- JOB -
How many lines in the material below contain the string "field", with case counting? Reply with only the number.

····················

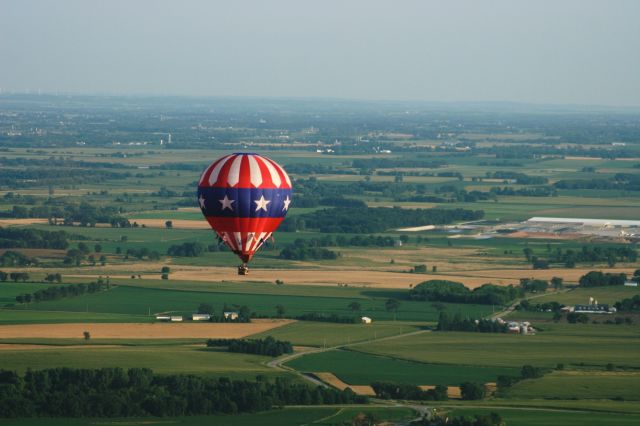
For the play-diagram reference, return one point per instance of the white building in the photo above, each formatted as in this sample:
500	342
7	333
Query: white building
231	315
200	317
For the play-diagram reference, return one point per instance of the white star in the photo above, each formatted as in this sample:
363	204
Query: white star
226	203
261	203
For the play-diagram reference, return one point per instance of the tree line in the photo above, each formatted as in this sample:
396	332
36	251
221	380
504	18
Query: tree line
267	346
137	392
457	323
389	390
61	292
455	292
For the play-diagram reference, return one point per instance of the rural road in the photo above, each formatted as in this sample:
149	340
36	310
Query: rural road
278	362
512	307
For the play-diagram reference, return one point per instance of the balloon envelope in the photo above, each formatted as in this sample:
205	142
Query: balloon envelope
244	197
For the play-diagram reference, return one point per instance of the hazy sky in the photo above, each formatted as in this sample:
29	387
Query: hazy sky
582	51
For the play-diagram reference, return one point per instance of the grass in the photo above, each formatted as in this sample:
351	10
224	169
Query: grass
362	369
12	316
290	416
559	343
140	301
610	294
580	385
547	417
9	291
306	333
162	359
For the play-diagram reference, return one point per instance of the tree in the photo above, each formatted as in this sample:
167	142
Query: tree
354	306
472	391
557	283
392	305
83	248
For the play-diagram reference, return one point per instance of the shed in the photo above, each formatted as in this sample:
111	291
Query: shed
231	315
200	317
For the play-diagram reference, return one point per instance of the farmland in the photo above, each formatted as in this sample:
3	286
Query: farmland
145	198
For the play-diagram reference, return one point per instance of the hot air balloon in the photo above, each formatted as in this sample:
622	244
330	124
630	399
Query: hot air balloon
244	197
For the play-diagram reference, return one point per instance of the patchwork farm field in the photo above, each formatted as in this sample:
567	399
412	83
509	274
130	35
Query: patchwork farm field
319	334
571	344
291	416
583	385
356	368
551	417
142	301
165	359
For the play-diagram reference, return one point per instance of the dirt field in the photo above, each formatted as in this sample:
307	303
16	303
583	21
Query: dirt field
176	223
139	331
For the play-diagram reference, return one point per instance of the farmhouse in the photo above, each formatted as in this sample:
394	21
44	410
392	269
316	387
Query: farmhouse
200	317
595	308
230	315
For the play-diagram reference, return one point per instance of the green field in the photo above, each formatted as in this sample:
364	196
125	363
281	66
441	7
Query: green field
14	316
610	294
624	385
140	301
550	417
362	369
559	343
292	416
307	333
165	359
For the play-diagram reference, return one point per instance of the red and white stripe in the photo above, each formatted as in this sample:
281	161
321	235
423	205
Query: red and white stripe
245	171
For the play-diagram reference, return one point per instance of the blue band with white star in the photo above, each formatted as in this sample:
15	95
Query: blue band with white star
244	202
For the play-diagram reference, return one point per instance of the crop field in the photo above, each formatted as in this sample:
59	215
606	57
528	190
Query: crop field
291	416
608	295
331	256
322	334
551	417
166	359
356	368
141	331
142	301
583	385
567	343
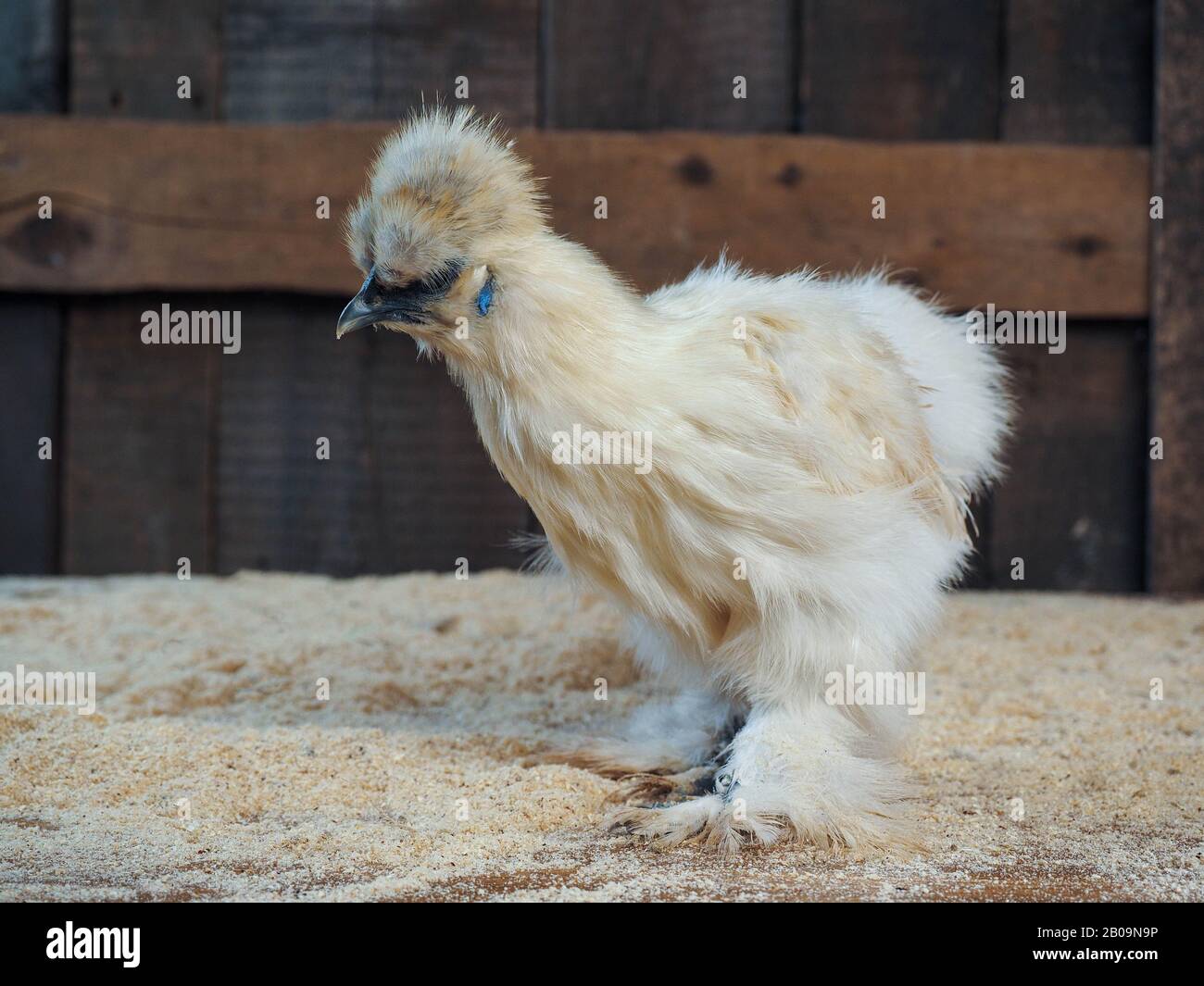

····················

- ANSWER -
8